**INSTRUCTIONS FOR THE TASK**
Rewrite everything from the start of the listing down to and including the line that contains "x=228, y=237" as a numbered list, leaving out any blank lines.
· · · · ·
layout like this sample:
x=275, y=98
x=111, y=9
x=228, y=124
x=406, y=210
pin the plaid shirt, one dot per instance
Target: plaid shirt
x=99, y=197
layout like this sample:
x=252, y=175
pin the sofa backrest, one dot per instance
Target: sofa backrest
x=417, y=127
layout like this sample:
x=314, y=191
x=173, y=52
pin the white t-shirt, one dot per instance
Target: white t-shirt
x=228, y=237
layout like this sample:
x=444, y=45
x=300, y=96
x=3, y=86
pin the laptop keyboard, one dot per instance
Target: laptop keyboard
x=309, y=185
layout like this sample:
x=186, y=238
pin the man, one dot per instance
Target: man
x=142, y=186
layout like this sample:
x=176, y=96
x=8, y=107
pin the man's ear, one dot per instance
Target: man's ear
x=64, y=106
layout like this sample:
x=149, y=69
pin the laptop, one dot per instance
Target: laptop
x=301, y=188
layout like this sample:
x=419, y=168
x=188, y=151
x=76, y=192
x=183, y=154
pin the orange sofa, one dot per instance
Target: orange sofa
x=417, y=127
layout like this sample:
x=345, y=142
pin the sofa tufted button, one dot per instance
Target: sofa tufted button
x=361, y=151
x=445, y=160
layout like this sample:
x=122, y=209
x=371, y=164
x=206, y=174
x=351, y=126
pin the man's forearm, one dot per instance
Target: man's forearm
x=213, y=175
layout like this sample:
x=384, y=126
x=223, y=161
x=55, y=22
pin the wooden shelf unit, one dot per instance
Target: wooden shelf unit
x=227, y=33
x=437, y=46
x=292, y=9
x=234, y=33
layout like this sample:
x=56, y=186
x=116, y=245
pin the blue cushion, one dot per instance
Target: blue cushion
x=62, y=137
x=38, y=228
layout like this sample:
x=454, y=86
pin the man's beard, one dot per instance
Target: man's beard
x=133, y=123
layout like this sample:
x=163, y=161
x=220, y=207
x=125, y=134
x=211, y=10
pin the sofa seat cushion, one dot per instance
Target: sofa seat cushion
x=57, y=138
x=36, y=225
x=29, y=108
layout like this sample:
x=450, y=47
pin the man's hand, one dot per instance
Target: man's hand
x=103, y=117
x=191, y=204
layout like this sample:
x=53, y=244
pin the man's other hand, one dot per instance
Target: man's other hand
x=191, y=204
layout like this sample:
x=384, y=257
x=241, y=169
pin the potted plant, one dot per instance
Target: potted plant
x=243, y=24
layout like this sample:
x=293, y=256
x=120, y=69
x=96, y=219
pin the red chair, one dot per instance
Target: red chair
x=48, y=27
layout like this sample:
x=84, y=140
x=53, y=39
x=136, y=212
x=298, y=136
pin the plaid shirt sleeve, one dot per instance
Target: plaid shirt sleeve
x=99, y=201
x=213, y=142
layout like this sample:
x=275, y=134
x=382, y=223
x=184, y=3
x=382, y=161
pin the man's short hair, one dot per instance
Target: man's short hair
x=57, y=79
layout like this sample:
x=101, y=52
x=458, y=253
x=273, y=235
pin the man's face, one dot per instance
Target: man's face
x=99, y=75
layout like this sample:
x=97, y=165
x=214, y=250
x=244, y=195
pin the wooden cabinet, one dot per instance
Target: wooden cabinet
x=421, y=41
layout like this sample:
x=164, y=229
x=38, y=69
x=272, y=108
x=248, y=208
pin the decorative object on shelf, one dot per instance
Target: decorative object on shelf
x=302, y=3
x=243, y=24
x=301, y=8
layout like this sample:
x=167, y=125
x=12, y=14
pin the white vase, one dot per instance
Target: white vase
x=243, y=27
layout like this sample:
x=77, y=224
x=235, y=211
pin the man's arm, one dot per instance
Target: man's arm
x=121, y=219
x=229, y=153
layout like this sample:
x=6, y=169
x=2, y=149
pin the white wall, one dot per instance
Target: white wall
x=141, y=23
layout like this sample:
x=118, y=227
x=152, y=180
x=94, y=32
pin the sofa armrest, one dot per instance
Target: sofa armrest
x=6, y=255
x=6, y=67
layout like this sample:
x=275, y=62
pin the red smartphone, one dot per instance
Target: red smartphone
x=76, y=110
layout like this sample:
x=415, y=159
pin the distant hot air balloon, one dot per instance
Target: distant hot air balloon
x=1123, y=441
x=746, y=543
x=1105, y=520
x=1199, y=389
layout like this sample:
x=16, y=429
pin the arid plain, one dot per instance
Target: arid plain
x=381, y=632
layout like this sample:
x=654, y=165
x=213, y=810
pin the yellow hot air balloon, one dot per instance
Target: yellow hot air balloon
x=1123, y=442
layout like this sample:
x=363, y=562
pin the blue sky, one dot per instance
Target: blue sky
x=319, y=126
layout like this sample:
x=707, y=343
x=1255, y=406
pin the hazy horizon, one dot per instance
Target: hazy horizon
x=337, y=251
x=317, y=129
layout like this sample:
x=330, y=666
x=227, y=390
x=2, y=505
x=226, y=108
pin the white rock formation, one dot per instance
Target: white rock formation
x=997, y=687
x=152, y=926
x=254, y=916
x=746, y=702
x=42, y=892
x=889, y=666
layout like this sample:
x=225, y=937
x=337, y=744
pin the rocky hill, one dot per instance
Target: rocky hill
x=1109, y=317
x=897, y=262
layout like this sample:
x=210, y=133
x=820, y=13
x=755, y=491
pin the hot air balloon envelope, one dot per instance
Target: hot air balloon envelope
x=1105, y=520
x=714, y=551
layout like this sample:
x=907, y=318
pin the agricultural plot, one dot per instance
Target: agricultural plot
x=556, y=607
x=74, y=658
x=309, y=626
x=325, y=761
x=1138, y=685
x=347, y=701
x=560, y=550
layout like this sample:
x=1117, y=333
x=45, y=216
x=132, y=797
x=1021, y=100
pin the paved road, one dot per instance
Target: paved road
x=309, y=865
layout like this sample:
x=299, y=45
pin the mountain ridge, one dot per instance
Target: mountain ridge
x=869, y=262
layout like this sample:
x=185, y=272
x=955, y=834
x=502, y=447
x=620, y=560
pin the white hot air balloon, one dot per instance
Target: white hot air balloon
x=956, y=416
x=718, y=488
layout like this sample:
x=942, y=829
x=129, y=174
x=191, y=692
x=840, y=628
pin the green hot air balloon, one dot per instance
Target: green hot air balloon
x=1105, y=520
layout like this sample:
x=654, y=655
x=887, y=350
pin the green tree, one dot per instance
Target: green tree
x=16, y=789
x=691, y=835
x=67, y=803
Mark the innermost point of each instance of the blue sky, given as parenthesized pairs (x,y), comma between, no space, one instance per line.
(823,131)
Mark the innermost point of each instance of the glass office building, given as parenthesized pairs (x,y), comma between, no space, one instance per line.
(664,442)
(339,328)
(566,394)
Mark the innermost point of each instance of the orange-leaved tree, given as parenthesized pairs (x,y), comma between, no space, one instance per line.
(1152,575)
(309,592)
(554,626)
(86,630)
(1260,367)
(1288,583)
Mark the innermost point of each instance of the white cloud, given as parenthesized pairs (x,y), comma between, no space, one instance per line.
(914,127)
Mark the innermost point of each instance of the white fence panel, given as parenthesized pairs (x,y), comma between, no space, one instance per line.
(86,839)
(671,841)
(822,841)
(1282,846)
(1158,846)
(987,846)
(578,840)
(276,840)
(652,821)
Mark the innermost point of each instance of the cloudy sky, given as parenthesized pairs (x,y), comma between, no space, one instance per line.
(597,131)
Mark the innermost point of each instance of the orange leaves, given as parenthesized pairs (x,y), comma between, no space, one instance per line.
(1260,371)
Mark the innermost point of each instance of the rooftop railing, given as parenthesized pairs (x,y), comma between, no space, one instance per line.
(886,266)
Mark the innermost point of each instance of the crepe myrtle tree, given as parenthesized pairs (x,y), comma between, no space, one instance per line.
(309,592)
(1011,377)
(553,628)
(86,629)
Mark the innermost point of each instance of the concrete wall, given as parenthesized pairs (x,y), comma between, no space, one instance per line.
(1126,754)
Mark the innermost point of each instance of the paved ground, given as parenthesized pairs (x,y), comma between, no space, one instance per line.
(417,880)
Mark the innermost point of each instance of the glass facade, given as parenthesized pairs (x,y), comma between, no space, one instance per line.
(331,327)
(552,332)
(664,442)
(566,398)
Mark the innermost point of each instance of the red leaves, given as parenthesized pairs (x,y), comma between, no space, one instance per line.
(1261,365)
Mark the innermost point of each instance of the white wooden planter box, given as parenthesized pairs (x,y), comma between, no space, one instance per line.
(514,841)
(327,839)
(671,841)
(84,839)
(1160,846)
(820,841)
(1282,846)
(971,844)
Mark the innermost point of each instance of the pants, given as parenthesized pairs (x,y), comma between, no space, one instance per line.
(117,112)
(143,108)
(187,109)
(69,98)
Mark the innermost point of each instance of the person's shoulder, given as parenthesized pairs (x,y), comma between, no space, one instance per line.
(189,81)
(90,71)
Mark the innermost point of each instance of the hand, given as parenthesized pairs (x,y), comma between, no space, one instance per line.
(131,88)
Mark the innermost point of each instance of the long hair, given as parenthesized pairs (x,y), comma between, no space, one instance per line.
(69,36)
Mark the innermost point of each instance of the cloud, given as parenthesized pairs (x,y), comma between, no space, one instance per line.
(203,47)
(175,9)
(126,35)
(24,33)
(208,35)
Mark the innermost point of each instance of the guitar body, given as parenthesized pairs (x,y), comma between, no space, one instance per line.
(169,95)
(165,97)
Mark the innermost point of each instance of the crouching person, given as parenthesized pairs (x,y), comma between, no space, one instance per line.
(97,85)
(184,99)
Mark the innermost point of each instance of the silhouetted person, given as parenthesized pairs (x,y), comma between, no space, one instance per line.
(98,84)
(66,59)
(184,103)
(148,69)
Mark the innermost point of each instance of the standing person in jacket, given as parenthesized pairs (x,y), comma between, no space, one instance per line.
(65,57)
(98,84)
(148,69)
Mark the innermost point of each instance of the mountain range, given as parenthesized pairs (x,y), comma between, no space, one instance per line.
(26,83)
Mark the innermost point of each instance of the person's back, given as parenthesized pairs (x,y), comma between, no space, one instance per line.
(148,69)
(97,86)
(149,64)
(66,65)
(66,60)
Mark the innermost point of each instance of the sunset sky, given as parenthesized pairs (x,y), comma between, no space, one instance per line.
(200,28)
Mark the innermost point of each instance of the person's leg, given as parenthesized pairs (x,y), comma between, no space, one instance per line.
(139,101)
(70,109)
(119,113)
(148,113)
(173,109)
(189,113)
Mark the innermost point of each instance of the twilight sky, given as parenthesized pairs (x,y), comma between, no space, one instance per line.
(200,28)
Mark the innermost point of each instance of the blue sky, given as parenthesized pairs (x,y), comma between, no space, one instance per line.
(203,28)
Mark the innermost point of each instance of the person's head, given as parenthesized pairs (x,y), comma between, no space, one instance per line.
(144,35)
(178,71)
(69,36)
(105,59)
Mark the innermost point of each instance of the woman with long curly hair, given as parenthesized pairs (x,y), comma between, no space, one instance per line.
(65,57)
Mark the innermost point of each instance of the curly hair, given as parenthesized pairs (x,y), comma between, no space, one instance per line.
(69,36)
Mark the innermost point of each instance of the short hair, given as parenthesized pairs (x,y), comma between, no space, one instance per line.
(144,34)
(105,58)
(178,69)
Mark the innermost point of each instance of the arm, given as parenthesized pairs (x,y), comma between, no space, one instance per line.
· · · · ·
**SOLUTION BELOW**
1. layout like this sample:
2. x=275, y=98
3. x=111, y=9
4. x=228, y=124
5. x=406, y=210
6. pin the plaid shirt, one dot per instance
7. Target: plaid shirt
8. x=99, y=197
9. layout like this sample:
10. x=252, y=175
11. pin the sofa backrest, one dot per instance
12. Target: sofa backrest
13. x=417, y=127
14. layout like this sample:
15. x=314, y=191
16. x=173, y=52
17. pin the white t-shirt, one dot per instance
18. Target: white t-shirt
19. x=228, y=237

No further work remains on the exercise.